◆ **TUGAS YANG DIKERJAKAN**
• a. Cetaklah seluruh bagian artikel tentang Siwaratri, mulai dari "Menurut Akademisi Universitas" sampai ke "Widana, Rabu (22/1).".
• b. Lanjutkan tulisan artikel tentang Hari Suci Siwaratri, dimulai sesudah kalimat terakhirnya.

◆ **ARTIKEL**
----------------
Umat melakukan persembahyangan Siwaratri. (BP/dok)

DENPASAR, BALIPOST.com – Umat Hindu di seluruh Indonesia akan menyambut Hari Suci Siwaratri pada Senin (27/1) malam. Siwaratri, yang dikenal sebagai “Malam Penghormatan Siwa,” memiliki makna mendalam bagi umat Hindu.

Menurut Akademisi Universitas Hindu Indonesia (Unhi), I Gusti Ketut Widana, Siwaratri adalah malam perenungan dan kesadaran spiritual untuk membebaskan diri dari kegelapan duniawi. “Siwaratri bermakna malam penghormatan Siwa. Kata ‘ratri’ berarti malam, sehingga Siwaratri adalah malam pemujaan, perenungan, dan kesadaran Siwa. Tujuannya untuk membangkitkan kesadaran spiritual umat,” ujar Widana, Rabu (22/1).

Siwaratri dilaksanakan pada malam Panglong ping 14 Sasih Kapitu, saat bulan mencapai kegelapan total. Dalam tradisi Hindu, kegelapan ini menjadi simbol belenggu duniawi, seperti nafsu, harta, keturunan, kemabukan, dan keberanian yang berlebihan.

Baca juga:  Tak Hanya Ajang Berkumpul, Dharma Shanti Nyepi Nasional 2019 akan Bahas Ini

Widana menjelaskan bahwa ritual Siwaratri bertujuan membebaskan manusia dari kegelapan ini, yang dikenal sebagai Sapta Timira atau tujuh kegelapan. Siwaratri juga menjadi momentum untuk melebur perbuatan buruk (Asubha Karma) menjadi perbuatan baik (Subha Karma).
----------------
(Entri set data)

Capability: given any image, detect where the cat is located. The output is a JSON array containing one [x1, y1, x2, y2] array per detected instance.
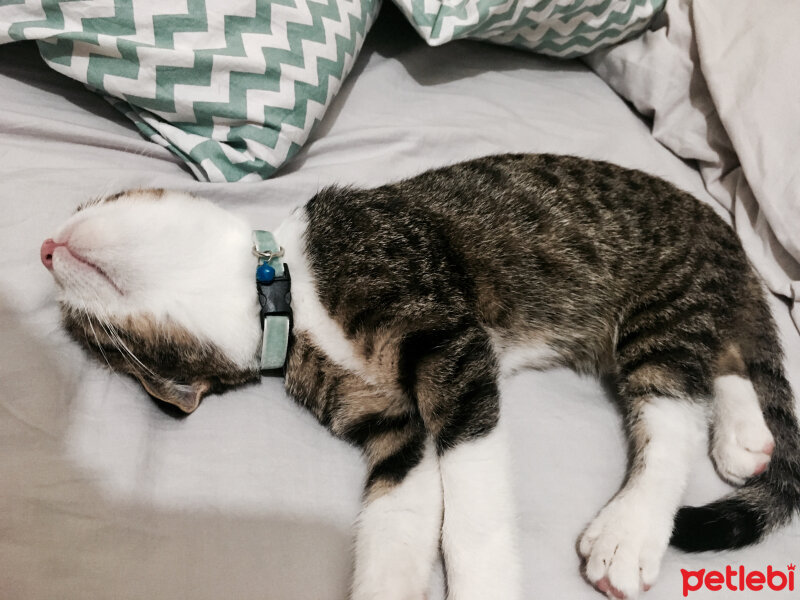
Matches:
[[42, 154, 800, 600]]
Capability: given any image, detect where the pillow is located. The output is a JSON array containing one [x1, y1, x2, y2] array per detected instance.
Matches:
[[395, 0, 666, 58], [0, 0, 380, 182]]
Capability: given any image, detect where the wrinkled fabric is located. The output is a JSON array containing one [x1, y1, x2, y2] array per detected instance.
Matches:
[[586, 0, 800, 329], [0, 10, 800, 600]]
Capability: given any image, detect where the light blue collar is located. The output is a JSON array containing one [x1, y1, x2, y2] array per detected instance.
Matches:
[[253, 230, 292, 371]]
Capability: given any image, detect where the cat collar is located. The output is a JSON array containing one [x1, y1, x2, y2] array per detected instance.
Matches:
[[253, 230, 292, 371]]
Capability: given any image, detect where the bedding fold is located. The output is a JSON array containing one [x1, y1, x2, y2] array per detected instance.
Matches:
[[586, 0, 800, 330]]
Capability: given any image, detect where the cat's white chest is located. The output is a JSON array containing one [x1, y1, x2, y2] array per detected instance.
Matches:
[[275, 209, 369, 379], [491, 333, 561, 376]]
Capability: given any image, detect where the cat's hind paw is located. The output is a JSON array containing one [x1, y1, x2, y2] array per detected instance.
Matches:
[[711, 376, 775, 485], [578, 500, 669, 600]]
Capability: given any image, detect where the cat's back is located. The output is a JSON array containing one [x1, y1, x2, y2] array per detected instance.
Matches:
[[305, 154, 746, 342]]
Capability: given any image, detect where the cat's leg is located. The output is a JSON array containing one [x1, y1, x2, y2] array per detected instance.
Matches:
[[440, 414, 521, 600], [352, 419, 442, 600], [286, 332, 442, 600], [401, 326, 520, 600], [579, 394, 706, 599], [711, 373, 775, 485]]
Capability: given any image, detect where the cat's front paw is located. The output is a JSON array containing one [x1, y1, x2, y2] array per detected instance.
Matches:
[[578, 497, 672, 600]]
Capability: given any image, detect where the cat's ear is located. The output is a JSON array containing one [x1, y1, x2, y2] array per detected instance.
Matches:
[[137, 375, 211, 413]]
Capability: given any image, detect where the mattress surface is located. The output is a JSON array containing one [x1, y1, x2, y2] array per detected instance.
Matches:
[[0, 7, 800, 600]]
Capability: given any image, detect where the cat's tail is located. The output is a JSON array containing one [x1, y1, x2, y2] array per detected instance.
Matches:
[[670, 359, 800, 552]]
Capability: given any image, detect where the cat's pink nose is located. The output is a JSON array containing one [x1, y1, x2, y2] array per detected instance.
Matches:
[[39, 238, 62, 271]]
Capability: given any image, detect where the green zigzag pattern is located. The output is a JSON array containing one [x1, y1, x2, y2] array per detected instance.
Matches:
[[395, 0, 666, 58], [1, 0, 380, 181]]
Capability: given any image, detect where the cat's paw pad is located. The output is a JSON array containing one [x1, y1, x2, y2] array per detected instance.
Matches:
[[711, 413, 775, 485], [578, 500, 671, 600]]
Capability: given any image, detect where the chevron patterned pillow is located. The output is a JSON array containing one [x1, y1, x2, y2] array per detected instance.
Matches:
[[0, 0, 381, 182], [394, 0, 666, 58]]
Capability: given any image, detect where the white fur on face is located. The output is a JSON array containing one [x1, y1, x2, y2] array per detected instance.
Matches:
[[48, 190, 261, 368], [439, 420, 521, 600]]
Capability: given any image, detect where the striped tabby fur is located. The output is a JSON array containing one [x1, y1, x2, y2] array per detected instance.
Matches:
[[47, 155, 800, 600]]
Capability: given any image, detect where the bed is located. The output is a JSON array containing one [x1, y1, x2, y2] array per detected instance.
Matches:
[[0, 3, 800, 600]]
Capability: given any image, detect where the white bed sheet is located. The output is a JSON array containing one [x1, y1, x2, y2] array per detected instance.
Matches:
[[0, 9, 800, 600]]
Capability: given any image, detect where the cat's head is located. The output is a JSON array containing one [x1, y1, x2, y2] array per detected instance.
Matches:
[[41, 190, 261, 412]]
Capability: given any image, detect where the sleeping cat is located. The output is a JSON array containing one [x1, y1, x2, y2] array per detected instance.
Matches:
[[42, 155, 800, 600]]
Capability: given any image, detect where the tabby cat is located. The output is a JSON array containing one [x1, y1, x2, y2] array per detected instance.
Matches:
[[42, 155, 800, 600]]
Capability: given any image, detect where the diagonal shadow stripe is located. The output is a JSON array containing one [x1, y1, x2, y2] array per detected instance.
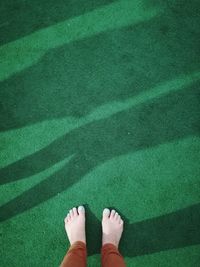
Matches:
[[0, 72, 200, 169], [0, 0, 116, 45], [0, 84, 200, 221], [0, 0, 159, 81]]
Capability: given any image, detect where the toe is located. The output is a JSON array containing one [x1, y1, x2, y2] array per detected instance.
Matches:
----------------
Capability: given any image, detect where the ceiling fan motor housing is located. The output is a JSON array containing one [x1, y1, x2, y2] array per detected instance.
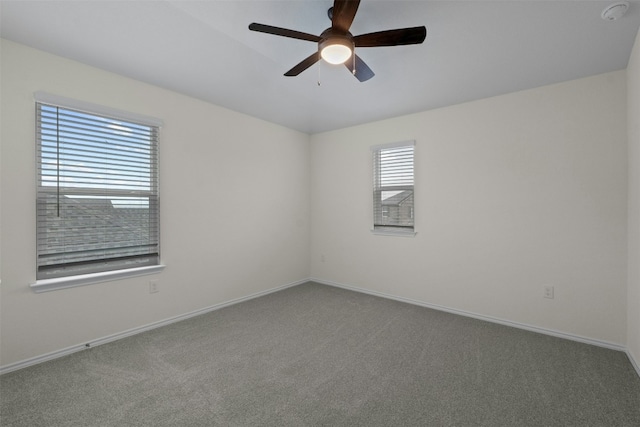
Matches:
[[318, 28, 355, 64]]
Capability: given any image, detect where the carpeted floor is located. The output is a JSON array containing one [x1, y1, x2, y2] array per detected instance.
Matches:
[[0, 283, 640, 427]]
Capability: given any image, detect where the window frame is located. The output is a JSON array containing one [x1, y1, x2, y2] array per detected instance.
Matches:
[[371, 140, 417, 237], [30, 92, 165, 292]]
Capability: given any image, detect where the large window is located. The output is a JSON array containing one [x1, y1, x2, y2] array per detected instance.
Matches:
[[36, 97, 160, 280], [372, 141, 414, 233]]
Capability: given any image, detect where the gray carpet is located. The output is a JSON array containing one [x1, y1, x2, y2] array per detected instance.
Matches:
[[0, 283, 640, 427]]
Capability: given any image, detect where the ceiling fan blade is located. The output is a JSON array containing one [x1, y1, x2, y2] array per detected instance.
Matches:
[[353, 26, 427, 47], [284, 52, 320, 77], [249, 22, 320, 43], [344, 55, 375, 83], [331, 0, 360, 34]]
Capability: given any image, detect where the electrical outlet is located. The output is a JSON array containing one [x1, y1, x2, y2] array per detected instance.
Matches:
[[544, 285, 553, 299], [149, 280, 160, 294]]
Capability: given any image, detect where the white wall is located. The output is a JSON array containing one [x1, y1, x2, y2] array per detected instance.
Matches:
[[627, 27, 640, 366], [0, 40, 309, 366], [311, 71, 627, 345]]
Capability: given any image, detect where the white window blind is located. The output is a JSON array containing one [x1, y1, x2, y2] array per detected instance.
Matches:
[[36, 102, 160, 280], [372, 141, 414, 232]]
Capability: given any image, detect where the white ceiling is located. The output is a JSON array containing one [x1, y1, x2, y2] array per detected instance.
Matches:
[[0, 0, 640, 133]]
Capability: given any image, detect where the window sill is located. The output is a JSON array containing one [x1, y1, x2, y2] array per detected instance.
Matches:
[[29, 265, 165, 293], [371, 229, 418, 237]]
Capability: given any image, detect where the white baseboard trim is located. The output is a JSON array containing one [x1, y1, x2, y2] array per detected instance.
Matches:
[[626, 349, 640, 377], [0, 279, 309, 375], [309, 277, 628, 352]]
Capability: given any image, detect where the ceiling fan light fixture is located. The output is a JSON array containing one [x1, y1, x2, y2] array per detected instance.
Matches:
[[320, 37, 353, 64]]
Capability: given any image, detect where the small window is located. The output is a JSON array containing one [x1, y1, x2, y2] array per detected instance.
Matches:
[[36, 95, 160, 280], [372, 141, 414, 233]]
----------------
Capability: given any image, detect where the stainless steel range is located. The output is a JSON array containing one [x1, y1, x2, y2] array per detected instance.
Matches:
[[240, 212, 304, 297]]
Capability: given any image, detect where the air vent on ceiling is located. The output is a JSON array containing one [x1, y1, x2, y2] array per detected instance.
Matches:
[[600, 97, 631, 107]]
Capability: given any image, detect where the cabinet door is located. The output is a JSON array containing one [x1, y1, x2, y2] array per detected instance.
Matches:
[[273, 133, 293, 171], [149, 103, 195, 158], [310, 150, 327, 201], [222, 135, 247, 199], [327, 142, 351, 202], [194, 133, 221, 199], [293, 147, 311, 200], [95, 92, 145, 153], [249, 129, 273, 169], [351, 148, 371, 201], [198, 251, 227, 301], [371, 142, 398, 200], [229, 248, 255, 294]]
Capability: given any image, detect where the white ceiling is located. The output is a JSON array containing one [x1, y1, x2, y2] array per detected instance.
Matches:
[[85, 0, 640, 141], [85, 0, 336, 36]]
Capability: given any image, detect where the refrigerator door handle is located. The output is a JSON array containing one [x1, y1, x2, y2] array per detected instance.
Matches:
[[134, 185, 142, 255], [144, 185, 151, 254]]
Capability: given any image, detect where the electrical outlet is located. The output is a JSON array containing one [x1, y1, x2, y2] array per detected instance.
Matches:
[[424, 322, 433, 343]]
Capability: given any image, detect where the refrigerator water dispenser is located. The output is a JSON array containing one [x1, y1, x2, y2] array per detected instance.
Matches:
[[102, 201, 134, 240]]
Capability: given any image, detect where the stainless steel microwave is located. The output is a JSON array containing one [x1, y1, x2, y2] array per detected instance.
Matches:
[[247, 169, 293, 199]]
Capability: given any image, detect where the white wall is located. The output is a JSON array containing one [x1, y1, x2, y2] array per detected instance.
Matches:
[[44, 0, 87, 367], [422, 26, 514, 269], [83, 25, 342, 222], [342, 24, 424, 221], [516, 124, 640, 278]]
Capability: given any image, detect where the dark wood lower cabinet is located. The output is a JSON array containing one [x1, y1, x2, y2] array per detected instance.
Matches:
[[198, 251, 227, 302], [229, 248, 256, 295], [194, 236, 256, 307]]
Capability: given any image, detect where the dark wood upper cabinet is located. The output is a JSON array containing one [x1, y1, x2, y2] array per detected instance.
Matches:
----------------
◆ **HASIL SECARA BERURUTAN**
• a.
Menurut Akademisi Universitas Hindu Indonesia (Unhi), I Gusti Ketut Widana, Siwaratri adalah malam perenungan dan kesadaran spiritual untuk membebaskan diri dari kegelapan duniawi. “Siwaratri bermakna malam penghormatan Siwa. Kata ‘ratri’ berarti malam, sehingga Siwaratri adalah malam pemujaan, perenungan, dan kesadaran Siwa. Tujuannya untuk membangkitkan kesadaran spiritual umat,” ujar Widana, Rabu (22/1).

• b.
Widana menegaskan bahwa ritual ini bukanlah cara untuk menebus dosa, melainkan kesempatan untuk meningkatkan kesadaran dan spiritualitas melalui introspeksi dan perubahan diri.

Siwaratri dilaksanakan selama 36 jam, dimulai pada malam perayaan dan berakhir pada pagi dua hari berikutnya. Dalam pelaksanaannya, umat dianjurkan menjalankan Tri Brata, yaitu:

Baca juga:  PPDB SMAN dan SMKN Dibuka 22 Juni, Tampung 45.721 Lulusan SMP

1. Upawasa (puasa), tidak makan dan minum.

2. Mono Brata (diam), merenung, dan menenangkan pikiran.

3. Jagra (tidak tidur), yang bermakna menjaga kesadaran, bukan sekadar bergadang.

Namun, Widana mengingatkan agar umat tidak memaknai ritual secara dangkal. Seperti, hanya bergadang semalam untuk “menebus dosa.” Ia menekankan bahwa jagra berarti tetap eling dan sadar terhadap diri serta tindakan.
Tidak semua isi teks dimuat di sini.